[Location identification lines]
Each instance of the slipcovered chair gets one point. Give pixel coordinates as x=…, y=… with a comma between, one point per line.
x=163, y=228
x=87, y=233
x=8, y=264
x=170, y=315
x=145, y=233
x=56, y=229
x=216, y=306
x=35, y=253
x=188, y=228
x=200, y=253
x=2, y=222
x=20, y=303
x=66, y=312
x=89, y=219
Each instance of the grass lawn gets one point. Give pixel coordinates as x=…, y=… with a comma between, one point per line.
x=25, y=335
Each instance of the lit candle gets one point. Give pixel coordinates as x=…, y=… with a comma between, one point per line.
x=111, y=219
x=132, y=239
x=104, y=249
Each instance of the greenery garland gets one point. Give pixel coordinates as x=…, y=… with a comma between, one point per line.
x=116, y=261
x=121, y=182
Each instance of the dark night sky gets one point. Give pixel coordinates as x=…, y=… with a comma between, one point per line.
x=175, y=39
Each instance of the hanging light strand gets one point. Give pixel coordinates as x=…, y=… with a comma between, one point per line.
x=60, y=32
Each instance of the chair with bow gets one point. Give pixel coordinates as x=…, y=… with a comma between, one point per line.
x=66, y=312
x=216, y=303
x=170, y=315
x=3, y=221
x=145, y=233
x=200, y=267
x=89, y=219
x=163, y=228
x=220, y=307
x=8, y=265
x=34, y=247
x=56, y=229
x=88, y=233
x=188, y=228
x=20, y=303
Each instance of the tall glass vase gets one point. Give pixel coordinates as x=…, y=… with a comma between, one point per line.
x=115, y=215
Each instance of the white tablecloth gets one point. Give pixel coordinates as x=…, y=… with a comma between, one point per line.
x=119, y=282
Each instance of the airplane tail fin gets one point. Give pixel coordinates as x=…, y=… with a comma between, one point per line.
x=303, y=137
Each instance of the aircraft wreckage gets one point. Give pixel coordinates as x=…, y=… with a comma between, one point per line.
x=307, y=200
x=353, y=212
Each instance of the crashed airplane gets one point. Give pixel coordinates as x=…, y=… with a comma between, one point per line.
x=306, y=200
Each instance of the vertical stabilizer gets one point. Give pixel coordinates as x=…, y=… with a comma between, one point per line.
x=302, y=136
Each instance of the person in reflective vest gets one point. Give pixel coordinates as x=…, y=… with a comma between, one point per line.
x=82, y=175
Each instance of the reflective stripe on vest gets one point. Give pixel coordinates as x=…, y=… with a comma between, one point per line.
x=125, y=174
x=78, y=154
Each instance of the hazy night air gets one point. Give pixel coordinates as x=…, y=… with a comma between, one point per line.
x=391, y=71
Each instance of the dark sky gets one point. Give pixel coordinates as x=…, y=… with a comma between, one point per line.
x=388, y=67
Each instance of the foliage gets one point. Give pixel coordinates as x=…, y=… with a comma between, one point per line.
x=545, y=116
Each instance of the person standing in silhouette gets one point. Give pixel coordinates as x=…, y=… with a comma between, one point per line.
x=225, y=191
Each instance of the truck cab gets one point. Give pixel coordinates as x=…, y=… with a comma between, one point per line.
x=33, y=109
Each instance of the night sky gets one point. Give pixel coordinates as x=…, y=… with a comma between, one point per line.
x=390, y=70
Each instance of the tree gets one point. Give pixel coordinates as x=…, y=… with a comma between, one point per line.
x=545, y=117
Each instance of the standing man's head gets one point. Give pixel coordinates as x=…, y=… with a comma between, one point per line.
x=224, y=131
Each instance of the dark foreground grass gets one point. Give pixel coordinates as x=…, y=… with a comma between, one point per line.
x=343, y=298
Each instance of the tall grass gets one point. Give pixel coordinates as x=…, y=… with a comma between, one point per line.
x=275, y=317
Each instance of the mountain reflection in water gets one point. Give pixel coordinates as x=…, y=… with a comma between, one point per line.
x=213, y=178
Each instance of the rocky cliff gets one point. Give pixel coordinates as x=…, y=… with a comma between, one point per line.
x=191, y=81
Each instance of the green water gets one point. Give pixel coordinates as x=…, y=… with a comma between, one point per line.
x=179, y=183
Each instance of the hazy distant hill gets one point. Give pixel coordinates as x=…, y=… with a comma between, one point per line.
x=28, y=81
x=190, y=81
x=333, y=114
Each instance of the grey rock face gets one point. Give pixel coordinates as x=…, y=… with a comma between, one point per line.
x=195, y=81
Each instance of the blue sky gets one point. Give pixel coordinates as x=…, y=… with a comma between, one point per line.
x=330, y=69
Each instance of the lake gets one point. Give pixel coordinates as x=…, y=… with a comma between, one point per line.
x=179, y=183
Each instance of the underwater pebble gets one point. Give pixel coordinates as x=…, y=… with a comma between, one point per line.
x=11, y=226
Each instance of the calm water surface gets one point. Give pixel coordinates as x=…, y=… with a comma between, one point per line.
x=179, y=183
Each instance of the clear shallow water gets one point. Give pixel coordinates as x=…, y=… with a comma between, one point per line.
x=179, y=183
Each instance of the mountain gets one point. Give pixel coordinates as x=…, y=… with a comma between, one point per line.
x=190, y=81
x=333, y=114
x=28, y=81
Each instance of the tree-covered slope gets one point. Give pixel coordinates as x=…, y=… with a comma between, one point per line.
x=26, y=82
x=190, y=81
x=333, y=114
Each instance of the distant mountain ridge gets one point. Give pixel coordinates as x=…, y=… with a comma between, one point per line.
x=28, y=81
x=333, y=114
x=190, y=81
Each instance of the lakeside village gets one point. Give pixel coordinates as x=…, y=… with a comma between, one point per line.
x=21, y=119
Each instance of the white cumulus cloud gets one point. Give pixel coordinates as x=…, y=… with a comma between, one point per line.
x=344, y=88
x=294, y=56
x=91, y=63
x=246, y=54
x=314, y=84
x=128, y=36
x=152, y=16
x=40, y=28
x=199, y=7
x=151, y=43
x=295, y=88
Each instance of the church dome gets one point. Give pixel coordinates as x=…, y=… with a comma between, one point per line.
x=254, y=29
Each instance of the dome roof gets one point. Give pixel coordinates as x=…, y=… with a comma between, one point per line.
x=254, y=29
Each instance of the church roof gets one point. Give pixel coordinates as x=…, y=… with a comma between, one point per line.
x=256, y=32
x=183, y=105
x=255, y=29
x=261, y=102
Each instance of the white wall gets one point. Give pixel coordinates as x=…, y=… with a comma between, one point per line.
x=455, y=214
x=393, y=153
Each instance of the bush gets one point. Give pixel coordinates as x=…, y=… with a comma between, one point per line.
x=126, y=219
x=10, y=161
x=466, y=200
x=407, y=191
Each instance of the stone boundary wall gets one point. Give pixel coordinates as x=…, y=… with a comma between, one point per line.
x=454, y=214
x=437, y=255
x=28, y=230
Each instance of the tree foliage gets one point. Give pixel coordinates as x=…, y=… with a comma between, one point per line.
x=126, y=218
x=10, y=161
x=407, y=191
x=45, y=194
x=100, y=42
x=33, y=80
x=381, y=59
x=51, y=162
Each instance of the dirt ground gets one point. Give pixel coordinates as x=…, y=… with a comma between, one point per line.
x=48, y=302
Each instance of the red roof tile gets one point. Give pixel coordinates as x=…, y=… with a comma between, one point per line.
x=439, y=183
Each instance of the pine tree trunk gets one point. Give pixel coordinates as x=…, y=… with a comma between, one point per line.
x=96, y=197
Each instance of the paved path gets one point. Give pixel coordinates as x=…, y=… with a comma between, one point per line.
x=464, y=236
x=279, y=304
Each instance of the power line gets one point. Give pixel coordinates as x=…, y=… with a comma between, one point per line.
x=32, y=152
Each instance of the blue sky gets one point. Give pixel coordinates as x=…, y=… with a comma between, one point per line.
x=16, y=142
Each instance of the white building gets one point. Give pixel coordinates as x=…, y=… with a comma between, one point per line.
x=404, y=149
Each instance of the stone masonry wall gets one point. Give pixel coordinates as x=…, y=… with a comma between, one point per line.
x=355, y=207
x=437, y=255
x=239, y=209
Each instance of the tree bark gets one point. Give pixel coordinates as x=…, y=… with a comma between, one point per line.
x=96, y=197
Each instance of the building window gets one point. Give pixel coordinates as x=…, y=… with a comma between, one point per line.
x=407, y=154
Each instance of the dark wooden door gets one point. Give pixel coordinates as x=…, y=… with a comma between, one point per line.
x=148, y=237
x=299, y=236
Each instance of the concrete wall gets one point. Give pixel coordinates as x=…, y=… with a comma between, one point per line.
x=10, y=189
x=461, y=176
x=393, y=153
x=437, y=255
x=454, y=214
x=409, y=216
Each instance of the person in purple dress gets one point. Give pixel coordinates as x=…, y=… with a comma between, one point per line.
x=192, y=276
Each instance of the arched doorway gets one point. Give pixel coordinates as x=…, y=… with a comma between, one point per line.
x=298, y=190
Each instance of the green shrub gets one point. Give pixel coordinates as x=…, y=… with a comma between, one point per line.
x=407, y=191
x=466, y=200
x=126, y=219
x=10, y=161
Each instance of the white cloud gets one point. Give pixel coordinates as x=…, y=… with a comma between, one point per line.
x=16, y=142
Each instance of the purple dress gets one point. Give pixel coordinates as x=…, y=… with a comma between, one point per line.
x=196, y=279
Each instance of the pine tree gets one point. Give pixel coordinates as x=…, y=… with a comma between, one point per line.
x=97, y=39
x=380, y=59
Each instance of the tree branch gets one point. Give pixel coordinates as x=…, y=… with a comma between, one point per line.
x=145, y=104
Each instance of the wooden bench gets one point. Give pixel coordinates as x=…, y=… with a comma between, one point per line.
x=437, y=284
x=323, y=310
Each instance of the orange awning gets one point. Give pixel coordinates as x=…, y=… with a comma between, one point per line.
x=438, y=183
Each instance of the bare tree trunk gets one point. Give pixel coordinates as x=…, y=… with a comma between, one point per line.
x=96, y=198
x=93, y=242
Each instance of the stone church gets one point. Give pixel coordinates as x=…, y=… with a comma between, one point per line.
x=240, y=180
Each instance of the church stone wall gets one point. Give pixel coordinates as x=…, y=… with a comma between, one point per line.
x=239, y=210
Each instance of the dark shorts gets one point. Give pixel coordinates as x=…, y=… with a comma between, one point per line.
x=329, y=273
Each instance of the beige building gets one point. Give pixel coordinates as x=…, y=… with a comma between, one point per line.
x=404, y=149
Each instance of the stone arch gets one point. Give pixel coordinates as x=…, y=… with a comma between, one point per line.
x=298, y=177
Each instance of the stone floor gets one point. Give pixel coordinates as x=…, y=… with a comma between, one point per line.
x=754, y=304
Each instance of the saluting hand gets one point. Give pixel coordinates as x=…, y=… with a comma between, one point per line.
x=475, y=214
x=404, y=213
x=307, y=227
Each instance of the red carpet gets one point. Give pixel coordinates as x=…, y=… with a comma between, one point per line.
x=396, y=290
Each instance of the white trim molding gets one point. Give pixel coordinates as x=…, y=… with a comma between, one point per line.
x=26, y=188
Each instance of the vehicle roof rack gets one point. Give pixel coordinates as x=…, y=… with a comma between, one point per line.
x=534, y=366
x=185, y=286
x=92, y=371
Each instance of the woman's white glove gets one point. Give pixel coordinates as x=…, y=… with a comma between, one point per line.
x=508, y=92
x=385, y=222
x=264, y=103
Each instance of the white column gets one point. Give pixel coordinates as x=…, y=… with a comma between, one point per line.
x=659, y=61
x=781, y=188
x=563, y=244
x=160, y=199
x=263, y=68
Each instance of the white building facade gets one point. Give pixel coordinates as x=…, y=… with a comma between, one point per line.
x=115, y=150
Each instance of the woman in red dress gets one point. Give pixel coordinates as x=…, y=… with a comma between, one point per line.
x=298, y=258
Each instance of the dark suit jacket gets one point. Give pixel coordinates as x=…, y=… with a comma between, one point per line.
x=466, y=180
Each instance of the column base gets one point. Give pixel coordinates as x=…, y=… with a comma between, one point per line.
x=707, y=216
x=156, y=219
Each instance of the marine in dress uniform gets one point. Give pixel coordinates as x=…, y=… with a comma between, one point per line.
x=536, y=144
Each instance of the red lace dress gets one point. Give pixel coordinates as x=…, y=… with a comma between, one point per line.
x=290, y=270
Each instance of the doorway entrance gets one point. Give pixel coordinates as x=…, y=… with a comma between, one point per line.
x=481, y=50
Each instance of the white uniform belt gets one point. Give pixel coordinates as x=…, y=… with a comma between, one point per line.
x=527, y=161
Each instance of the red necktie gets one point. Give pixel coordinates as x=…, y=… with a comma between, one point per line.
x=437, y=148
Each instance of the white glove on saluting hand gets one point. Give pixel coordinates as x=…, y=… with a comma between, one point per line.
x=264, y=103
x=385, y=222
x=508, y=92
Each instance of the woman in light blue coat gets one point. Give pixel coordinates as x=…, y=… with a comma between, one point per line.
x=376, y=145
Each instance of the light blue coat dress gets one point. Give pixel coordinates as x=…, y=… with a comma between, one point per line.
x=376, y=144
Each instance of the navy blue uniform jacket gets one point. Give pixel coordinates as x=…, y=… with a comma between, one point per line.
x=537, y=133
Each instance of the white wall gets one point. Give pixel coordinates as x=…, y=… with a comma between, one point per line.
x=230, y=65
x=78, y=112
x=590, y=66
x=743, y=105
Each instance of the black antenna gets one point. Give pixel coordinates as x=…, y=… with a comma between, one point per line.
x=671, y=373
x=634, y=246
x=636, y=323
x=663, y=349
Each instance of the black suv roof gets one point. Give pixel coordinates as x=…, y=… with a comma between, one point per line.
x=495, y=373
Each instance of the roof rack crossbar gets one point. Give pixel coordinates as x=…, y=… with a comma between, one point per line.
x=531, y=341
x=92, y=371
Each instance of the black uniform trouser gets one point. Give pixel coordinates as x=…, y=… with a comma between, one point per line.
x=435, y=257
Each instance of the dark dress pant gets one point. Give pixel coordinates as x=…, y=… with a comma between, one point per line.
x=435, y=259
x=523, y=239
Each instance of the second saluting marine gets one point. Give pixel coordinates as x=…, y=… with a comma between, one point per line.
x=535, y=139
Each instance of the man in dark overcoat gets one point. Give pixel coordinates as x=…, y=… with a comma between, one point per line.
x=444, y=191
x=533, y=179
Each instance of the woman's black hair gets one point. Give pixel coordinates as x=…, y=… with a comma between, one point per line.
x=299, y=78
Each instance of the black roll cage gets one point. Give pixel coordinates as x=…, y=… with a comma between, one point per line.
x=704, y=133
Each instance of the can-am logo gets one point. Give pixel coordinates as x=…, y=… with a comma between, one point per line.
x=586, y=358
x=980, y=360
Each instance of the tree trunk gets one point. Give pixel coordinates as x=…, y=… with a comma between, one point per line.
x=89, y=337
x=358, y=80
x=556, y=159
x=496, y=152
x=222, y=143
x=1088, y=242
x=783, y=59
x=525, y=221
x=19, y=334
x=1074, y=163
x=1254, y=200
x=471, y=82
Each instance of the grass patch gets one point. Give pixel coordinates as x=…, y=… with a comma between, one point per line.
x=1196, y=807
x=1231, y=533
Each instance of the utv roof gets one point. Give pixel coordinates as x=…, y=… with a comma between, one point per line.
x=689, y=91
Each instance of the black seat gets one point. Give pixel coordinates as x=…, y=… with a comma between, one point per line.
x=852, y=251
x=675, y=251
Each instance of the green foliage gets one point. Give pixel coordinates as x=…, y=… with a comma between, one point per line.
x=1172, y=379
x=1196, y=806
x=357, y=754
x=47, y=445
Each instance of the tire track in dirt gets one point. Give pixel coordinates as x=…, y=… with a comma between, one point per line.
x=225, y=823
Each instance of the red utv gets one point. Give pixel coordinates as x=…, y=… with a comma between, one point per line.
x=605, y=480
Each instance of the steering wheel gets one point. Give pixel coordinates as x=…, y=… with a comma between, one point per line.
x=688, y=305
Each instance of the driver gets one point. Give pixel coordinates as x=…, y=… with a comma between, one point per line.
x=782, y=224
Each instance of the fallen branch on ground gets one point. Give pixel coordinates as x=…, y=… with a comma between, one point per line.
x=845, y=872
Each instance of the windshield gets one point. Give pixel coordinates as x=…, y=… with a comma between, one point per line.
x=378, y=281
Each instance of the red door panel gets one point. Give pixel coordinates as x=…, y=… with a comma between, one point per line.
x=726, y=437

▸ WORK TO COMPLETE
Rename "doorway entrance" to "front entrance" in the lines from the line with "Each instance of the white building facade" to the line with "x=376, y=145", and give those lines back with nothing else changed.

▸ PROBLEM SOLUTION
Each instance of the white building facade gets one point. Give pixel coordinates as x=…, y=… with a comma between, one point per line.
x=115, y=150
Each instance of the woman in red dress gets one point. Give pixel coordinates as x=…, y=… with a comma between, one point per line.
x=298, y=258
Each instance of the dark suit jacket gets one point. Give pixel coordinates as x=…, y=… with a comma between, one point per line.
x=466, y=180
Each instance of the column base gets one point. Give pixel coordinates as x=…, y=… with a comma between, one point per line.
x=707, y=216
x=156, y=219
Each instance of the marine in dress uniform gets one point. Give pixel coordinates as x=…, y=… with a comma between, one point per line.
x=536, y=144
Each instance of the red lace dress gets one point. Give pixel coordinates as x=…, y=… with a comma between, one point per line.
x=290, y=270
Each instance of the front entrance gets one point. Give pixel coordinates as x=…, y=… with a comma between, one point per line.
x=481, y=50
Each instance of the white uniform belt gets one point. Give pixel coordinates as x=…, y=… with a comma between, one point per line.
x=527, y=161
Each instance of the red necktie gets one point. Give pixel coordinates as x=…, y=… with a comma between, one point per line.
x=437, y=148
Each instance of the white glove on saluting hand gets one point. Give pixel coordinates as x=…, y=… with a comma between, one point per line.
x=264, y=103
x=385, y=222
x=508, y=92
Each instance of the woman in light blue coat gets one point. Give pixel coordinates as x=…, y=… with a comma between, one point per line.
x=376, y=145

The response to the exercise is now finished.